Vorliegender Text ▸
>>
Bei den Sorten Oberkulmer Rotkorn und Schwabenkorn handelt es sich um typisch „reine“ Dinkelsorten. Dagegen konnte beim Franckenkorn die Weizeneinkreuzung durch Nachweis der für Weizen typischen ω-Gliadine gezeigt werden.[10] Andere Quellen postulieren dennoch auch beim Franckenkorn eine typische „reine“ Dinkelsorte.[11][12]

UrDinkel ist eine in der Schweiz gebräuchliche Marke für Dinkel aus vorgegebenem Anbau. Sie garantiert die ausschliessliche Verwendung von alten Schweizer Dinkelsorten, die nicht mit modernem Weizen gekreuzt wurden.
<<
Einträge zur Beschriftung von Bildbereichen
>>
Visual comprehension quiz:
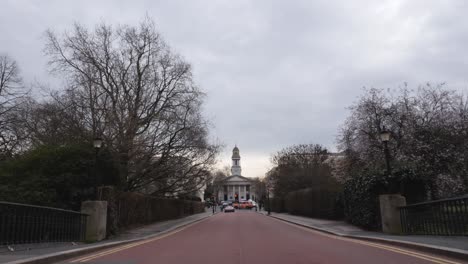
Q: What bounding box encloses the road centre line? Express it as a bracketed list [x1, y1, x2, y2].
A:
[71, 217, 209, 263]
[272, 217, 461, 264]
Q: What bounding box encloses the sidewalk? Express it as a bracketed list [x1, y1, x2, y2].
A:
[260, 211, 468, 259]
[0, 211, 213, 263]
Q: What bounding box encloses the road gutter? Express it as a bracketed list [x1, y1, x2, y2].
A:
[263, 214, 468, 261]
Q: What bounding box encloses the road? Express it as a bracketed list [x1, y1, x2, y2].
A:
[62, 211, 463, 264]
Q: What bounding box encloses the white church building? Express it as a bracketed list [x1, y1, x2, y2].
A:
[218, 146, 257, 201]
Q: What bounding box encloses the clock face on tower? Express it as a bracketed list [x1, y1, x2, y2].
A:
[231, 146, 242, 176]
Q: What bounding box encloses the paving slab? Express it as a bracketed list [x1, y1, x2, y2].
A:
[0, 211, 213, 263]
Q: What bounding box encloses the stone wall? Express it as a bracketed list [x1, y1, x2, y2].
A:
[101, 187, 205, 235]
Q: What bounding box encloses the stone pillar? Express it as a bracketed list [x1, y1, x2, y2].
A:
[81, 201, 107, 242]
[379, 194, 406, 235]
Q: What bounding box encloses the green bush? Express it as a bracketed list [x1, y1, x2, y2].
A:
[285, 185, 343, 219]
[102, 186, 205, 235]
[343, 172, 392, 230]
[0, 145, 117, 210]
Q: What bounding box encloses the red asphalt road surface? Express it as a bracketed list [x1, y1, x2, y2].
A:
[62, 211, 463, 264]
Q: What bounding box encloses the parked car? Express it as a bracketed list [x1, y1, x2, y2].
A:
[224, 205, 235, 213]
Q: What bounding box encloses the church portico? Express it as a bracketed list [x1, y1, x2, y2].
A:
[218, 146, 256, 201]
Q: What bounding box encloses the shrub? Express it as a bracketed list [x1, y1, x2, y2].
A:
[285, 185, 343, 218]
[343, 172, 391, 230]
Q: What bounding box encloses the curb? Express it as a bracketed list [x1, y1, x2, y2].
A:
[3, 215, 213, 264]
[263, 214, 468, 261]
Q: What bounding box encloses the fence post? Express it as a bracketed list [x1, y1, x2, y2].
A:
[379, 194, 406, 234]
[81, 201, 107, 242]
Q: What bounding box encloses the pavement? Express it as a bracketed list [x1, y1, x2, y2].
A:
[49, 210, 467, 264]
[0, 210, 213, 263]
[0, 210, 468, 264]
[260, 211, 468, 260]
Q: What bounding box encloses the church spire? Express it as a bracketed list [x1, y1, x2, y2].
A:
[231, 145, 242, 176]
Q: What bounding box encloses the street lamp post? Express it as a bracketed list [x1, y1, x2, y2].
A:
[93, 137, 103, 200]
[266, 186, 271, 215]
[380, 126, 394, 191]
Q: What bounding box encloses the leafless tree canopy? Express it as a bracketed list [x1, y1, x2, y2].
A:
[42, 19, 218, 194]
[334, 84, 468, 198]
[0, 55, 26, 159]
[267, 144, 334, 197]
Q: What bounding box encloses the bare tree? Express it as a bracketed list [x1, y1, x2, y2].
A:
[0, 55, 26, 159]
[45, 19, 218, 194]
[334, 84, 468, 199]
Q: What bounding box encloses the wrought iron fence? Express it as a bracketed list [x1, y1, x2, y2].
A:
[0, 202, 87, 245]
[400, 195, 468, 236]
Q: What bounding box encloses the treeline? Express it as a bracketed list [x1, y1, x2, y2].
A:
[0, 19, 219, 210]
[267, 84, 468, 229]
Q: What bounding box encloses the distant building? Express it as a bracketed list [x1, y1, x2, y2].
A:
[218, 146, 257, 201]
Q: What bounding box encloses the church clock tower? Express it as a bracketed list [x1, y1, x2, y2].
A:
[231, 146, 242, 176]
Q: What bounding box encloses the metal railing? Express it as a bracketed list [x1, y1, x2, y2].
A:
[400, 195, 468, 236]
[0, 202, 87, 245]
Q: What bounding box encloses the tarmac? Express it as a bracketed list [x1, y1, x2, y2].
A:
[0, 210, 468, 264]
[260, 211, 468, 260]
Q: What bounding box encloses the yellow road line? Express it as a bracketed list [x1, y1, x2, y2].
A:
[272, 218, 461, 264]
[71, 218, 208, 263]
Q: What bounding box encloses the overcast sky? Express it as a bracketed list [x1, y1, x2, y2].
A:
[0, 0, 468, 177]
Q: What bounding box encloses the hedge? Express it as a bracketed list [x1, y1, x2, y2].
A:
[101, 187, 205, 234]
[285, 186, 343, 219]
[343, 173, 392, 230]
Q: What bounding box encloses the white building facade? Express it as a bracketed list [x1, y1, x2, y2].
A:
[218, 146, 257, 201]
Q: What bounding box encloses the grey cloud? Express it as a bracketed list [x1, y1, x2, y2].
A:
[0, 0, 468, 176]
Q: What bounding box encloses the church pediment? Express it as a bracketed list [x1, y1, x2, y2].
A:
[226, 176, 250, 182]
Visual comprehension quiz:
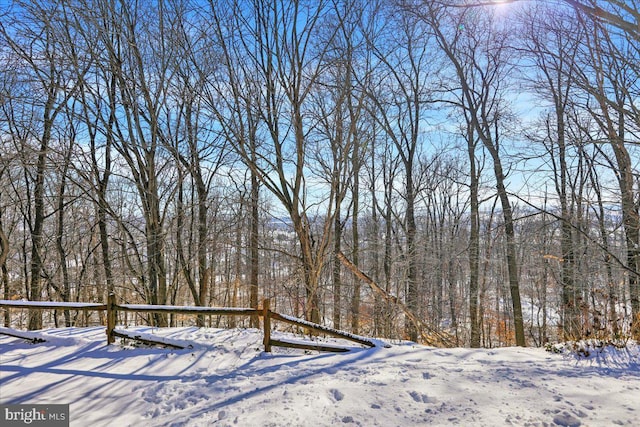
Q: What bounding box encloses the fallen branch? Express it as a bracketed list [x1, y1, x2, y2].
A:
[111, 330, 193, 350]
[336, 252, 455, 347]
[0, 328, 47, 344]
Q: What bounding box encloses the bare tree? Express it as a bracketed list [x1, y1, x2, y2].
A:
[415, 5, 526, 346]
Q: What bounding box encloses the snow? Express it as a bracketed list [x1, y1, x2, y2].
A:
[0, 327, 640, 427]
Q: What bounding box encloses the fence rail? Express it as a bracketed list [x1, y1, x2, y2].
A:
[0, 294, 376, 353]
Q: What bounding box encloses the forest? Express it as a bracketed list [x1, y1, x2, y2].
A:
[0, 0, 640, 347]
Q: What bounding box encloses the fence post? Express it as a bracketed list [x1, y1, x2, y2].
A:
[262, 298, 271, 353]
[107, 292, 116, 345]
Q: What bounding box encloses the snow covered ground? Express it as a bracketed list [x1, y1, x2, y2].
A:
[0, 328, 640, 427]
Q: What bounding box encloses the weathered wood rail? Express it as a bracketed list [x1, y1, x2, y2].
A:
[0, 294, 377, 353]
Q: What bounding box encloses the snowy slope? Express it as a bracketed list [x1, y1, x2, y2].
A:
[0, 328, 640, 427]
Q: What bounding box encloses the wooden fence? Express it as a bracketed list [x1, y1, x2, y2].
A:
[0, 294, 376, 352]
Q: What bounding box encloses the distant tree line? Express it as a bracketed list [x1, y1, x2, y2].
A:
[0, 0, 640, 347]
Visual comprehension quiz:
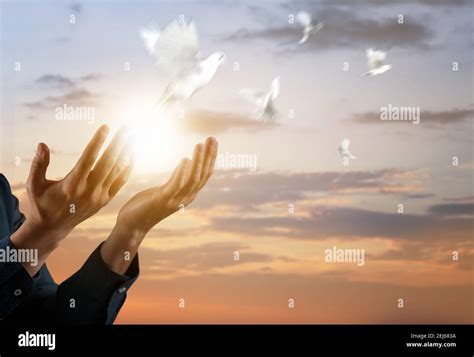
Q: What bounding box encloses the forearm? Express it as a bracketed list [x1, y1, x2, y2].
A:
[100, 225, 145, 274]
[10, 222, 67, 277]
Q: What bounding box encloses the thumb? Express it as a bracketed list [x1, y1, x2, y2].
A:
[28, 143, 49, 192]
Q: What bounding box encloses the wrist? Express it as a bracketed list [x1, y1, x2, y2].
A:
[100, 224, 145, 274]
[10, 220, 67, 255]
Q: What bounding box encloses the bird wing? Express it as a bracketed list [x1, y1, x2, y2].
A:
[367, 49, 387, 68]
[239, 88, 266, 104]
[142, 20, 200, 76]
[270, 77, 280, 101]
[296, 11, 312, 27]
[140, 25, 160, 55]
[298, 31, 309, 45]
[339, 138, 351, 152]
<<
Aufgabe 1 ▸
Stimmen die folgenden Aussagen mit dem Text über Dinkelsorten überein? Antworte jeweils mit Ja oder Nein und zitiere die entscheidenden Worte des Textes wörtlich.
(a) Oberkulmer Rotkorn und Schwabenkorn werden als reine Dinkelsorten bezeichnet.
(b) Beim Franckenkorn ließ sich keine Weizeneinkreuzung nachweisen.
(c) UrDinkel ist eine in Österreich gebräuchliche Marke.
Aufgabe 2 ▸
Schreibe aus den Zeilen des Materials die Zeilen um, die mit der Zeile mit „Q: What bounding box encloses the tarmac?“ beginnen und bis einschließlich der Zeile mit „[71, 218, 208, 263]“ reichen. Gib sie als JSON-Liste von Zeichenketten aus, eine pro Zeile, ohne Leerzeilen.

Lösung 1 ▸
(a) Ja: „Bei den Sorten Oberkulmer Rotkorn und Schwabenkorn handelt es sich um typisch „reine“ Dinkelsorten.“
(b) Nein: „Dagegen konnte beim Franckenkorn die Weizeneinkreuzung durch Nachweis der für Weizen typischen ω-Gliadine gezeigt werden.“
(c) Nein: „UrDinkel ist eine in der Schweiz gebräuchliche Marke für Dinkel aus vorgegebenem Anbau.“

Lösung 2 ▸
[
  "Q: What bounding box encloses the tarmac? Express it as a bracketed list [x1, y1, x2, y2].",
  "A:",
  "[0, 210, 468, 264]",
  "[260, 211, 468, 260]",
  "Q: What bounding box encloses the yellow road line? Express it as a bracketed list [x1, y1, x2, y2].",
  "A:",
  "[272, 218, 461, 264]",
  "[71, 218, 208, 263]"
]